### What needs to be done
Reproduce the items verbatim from their first line through the line holding "POLYGON ((75 161, 75", inclusive.

═══ Exercise material

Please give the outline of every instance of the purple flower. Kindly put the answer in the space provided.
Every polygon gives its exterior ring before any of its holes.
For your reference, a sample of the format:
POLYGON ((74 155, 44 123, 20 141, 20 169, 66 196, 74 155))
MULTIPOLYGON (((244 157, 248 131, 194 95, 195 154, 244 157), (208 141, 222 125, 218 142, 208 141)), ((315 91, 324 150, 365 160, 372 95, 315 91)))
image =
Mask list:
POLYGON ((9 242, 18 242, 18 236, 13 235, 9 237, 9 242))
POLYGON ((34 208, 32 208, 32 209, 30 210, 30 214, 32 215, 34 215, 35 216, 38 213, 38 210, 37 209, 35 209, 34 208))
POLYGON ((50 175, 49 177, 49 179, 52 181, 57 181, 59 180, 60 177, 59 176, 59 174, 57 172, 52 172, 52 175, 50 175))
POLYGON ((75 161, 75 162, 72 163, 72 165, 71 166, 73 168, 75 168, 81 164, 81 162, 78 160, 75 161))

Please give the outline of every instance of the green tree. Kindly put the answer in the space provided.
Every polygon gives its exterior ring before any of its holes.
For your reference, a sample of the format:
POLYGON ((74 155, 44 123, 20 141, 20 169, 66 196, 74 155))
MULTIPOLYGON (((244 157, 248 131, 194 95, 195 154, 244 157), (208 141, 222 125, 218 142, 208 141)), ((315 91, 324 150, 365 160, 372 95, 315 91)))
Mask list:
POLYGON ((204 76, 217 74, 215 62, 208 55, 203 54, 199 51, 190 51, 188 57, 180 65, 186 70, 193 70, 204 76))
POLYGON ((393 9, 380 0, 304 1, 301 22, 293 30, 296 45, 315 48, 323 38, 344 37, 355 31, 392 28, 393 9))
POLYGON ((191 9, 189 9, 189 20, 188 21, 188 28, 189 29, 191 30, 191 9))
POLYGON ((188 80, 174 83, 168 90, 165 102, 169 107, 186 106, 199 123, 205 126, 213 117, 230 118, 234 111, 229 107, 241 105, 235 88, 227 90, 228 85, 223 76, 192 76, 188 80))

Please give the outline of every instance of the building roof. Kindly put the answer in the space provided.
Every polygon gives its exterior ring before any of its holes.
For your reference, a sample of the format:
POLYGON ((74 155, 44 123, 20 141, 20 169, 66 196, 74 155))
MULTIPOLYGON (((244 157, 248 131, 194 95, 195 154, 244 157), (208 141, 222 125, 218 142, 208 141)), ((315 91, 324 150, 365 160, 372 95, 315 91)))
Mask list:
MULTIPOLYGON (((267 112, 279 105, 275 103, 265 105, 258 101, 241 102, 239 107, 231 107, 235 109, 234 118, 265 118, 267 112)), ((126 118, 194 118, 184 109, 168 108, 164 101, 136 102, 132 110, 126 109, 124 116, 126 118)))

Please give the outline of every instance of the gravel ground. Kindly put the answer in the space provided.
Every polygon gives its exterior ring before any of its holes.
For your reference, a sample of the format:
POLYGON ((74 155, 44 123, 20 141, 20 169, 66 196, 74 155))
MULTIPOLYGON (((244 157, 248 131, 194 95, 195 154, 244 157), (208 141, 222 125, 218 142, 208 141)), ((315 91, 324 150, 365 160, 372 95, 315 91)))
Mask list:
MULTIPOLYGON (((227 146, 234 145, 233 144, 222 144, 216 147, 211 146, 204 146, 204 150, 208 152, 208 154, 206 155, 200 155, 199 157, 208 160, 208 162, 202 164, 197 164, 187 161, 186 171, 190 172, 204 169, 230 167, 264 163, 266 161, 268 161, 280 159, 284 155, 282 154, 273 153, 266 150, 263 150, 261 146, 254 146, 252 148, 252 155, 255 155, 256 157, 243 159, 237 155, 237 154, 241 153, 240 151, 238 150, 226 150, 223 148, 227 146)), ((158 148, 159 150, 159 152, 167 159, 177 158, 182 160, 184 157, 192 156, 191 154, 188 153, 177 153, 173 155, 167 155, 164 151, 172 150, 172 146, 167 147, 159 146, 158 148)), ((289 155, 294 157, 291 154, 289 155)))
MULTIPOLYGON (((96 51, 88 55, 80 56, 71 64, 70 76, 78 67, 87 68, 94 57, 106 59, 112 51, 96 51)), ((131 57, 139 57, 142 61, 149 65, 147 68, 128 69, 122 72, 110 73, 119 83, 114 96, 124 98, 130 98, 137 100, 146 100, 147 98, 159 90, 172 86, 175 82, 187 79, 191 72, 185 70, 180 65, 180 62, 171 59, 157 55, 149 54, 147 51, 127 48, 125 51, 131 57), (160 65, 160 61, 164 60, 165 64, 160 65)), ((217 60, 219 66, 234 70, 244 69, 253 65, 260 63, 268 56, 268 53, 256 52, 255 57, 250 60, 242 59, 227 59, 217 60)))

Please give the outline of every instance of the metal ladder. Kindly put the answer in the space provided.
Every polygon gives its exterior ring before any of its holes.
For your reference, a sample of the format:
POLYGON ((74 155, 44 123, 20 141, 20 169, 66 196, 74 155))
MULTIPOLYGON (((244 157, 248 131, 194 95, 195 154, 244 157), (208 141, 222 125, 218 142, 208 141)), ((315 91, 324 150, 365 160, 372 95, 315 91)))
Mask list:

══════

### Exercise output
Please give the outline of every instance of the purple flower. Kindly put the answer in the space provided.
Every polygon gives its exterior ring before any of its holes.
For your reference, a sample of the format:
POLYGON ((74 155, 44 123, 20 141, 20 169, 66 196, 74 155))
MULTIPOLYGON (((244 157, 248 131, 194 95, 195 154, 244 157), (208 141, 222 125, 218 142, 208 141)), ((315 91, 324 150, 365 160, 372 95, 315 91)))
image =
Mask list:
POLYGON ((9 242, 18 242, 18 236, 13 235, 9 237, 9 242))
POLYGON ((34 208, 32 208, 32 209, 30 210, 30 214, 32 215, 34 215, 35 216, 38 213, 38 210, 37 209, 35 209, 34 208))
POLYGON ((50 175, 49 177, 49 179, 52 181, 57 181, 59 180, 60 177, 59 176, 59 174, 57 172, 52 172, 52 175, 50 175))
POLYGON ((75 161, 75 162, 72 163, 72 165, 71 166, 73 168, 75 168, 81 164, 81 162, 78 160, 75 161))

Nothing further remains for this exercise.